--- start of PASSAGE PROVIDED ---
The Sardinia & Corsica – Riders’ Heaven tour was my first guided motorcycle tour. It won’t be my last. For nine days in mid-October, I rode with 10 experienced riders from six countries on intensely winding roads through spectacular scenery. We toured the Mediterranean islands of Sardinia (an autonomous region of Italy) and Corsica (an autonomous region of France). Adriatic Moto Tours made it easy: Just show up with your gear and ride.
Related: European Motorcycle Touring: What to Know Before You Go
Adriatic Moto Tours Riders’ Heaven Day 1: Olbia, Sardinia
After exploring Olbia’s old town on foot, I returned to the hotel to find 10 motorcycles lined up like soldiers awaiting inspection. I recognized a smiling face from the Adriatic Moto Tours website and said hello to Anže Colja, our guide for the Sardinia & Corsica – Riders’ Heaven tour. Six riders in our group had taken an AMT tour before, and one was taking his fifth.
Later, at the introductory briefing, Anže offered insights about riding these Mediterranean islands. “The roads are fantastic,” he said, “the best in Europe. Every day we will ride narrow, twisty, technical roads, but you’re not on a racetrack, you’re on vacation. Can you see far enough to pass? Wait until it’s safe, then commit and go! Take care of each other, and have fun.”
--- end of PASSAGE PROVIDED ---
• _GIVEN REQUEST 1_
Return every line of the records below that contains the string "flipper", treating uppercase and lowercase letters as different.
--- start of DATA PROVIDED ---
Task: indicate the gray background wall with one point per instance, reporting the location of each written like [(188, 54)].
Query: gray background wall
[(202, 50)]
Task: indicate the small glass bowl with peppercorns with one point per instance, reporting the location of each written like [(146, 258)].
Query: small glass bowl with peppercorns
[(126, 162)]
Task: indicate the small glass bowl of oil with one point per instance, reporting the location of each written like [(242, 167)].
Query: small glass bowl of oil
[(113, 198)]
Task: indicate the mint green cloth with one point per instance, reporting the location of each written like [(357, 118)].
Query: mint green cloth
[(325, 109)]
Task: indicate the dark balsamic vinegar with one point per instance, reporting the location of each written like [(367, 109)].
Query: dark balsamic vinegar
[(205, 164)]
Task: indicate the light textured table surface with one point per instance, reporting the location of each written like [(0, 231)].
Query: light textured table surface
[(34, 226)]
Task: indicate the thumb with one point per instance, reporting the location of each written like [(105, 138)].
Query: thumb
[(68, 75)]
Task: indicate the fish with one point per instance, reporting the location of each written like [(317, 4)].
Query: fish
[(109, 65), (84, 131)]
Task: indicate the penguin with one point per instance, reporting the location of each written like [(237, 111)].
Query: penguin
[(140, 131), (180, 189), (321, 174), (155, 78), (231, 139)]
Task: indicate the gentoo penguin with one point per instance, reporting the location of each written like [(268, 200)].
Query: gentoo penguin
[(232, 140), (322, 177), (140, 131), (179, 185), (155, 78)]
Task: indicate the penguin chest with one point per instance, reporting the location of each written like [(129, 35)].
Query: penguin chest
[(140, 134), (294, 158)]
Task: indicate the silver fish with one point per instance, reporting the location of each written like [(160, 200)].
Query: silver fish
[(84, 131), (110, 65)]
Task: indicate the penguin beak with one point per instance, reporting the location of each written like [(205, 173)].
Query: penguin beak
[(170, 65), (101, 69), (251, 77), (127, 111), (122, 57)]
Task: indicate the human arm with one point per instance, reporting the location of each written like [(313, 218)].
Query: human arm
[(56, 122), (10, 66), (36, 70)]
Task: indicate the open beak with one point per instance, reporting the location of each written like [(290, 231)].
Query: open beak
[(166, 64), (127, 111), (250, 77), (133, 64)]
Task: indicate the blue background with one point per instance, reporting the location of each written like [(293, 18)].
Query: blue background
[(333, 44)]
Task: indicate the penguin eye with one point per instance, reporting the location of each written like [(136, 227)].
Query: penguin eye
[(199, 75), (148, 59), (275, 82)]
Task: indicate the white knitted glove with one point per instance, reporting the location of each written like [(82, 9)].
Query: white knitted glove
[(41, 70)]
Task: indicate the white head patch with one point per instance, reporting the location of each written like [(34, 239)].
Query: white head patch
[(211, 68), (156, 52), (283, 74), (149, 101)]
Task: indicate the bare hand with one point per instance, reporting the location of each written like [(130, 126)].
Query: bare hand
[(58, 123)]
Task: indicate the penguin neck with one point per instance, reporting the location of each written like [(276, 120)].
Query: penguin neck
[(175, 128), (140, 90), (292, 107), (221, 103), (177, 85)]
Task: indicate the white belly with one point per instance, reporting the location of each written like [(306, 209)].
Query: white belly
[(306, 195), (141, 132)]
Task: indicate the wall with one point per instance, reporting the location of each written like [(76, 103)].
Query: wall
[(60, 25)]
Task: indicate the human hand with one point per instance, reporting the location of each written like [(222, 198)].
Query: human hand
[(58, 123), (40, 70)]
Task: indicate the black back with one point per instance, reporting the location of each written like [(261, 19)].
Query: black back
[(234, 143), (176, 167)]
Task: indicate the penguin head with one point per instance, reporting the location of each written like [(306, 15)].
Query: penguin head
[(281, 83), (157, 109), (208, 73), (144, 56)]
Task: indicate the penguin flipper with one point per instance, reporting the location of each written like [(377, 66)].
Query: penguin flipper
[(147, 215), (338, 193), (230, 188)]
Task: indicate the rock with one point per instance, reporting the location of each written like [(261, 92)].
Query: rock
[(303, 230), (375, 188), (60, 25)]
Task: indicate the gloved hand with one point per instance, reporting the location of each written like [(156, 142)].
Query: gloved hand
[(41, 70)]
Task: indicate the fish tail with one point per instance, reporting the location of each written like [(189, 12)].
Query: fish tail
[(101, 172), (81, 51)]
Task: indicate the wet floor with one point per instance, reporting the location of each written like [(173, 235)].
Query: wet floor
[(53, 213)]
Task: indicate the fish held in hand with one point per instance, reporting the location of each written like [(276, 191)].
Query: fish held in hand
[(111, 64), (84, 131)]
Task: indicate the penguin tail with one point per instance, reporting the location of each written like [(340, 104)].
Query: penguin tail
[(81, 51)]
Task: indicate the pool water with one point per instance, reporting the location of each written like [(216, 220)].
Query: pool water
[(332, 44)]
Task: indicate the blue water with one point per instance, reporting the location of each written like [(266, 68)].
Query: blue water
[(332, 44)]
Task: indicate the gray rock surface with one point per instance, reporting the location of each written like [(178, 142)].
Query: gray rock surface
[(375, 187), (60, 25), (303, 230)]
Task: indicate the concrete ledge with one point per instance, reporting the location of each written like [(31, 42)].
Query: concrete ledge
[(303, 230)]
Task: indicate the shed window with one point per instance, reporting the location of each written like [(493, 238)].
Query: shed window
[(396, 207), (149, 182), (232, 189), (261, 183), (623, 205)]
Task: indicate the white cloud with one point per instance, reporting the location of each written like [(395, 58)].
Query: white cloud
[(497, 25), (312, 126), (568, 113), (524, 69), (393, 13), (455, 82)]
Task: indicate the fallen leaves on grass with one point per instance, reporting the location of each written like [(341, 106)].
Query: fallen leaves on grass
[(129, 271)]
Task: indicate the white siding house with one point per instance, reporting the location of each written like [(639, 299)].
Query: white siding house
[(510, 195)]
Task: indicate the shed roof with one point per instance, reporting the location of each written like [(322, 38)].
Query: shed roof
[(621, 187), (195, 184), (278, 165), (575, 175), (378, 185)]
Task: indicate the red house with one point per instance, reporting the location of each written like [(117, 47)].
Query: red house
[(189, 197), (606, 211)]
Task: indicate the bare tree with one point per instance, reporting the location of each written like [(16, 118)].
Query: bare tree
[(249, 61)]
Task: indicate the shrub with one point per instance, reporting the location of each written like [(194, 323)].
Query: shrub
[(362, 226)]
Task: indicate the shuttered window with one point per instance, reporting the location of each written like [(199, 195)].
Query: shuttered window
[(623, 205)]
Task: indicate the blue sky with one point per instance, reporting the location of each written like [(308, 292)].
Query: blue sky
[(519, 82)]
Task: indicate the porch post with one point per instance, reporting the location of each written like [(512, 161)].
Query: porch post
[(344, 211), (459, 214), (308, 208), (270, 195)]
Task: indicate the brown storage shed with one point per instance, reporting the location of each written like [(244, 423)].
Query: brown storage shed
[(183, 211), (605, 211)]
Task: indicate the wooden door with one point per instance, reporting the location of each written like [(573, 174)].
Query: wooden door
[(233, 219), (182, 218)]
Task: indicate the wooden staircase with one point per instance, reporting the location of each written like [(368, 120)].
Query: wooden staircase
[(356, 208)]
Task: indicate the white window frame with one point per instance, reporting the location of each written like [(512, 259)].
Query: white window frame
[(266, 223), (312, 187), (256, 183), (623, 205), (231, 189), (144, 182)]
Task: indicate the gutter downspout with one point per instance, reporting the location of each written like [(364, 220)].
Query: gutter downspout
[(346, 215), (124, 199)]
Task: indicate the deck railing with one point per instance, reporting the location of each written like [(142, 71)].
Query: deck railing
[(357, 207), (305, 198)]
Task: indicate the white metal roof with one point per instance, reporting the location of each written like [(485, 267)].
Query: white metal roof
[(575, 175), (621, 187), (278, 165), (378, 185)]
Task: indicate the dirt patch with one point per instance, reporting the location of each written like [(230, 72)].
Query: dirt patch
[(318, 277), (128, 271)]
--- end of DATA PROVIDED ---
• _GIVEN REQUEST 2_
Echo the entire motorcycle tour account from the top of the page, word for word and unchanged.

• _EXERCISE SOLUTION 1_
Task: indicate the penguin flipper with one point per instance, reporting the location of each written like [(377, 66)].
Query: penguin flipper

• _EXERCISE SOLUTION 2_
The Sardinia & Corsica – Riders’ Heaven tour was my first guided motorcycle tour. It won’t be my last. For nine days in mid-October, I rode with 10 experienced riders from six countries on intensely winding roads through spectacular scenery. We toured the Mediterranean islands of Sardinia (an autonomous region of Italy) and Corsica (an autonomous region of France). Adriatic Moto Tours made it easy: Just show up with your gear and ride.
Related: European Motorcycle Touring: What to Know Before You Go
Adriatic Moto Tours Riders’ Heaven Day 1: Olbia, Sardinia
After exploring Olbia’s old town on foot, I returned to the hotel to find 10 motorcycles lined up like soldiers awaiting inspection. I recognized a smiling face from the Adriatic Moto Tours website and said hello to Anže Colja, our guide for the Sardinia & Corsica – Riders’ Heaven tour. Six riders in our group had taken an AMT tour before, and one was taking his fifth.
Later, at the introductory briefing, Anže offered insights about riding these Mediterranean islands. “The roads are fantastic,” he said, “the best in Europe. Every day we will ride narrow, twisty, technical roads, but you’re not on a racetrack, you’re on vacation. Can you see far enough to pass? Wait until it’s safe, then commit and go! Take care of each other, and have fun.”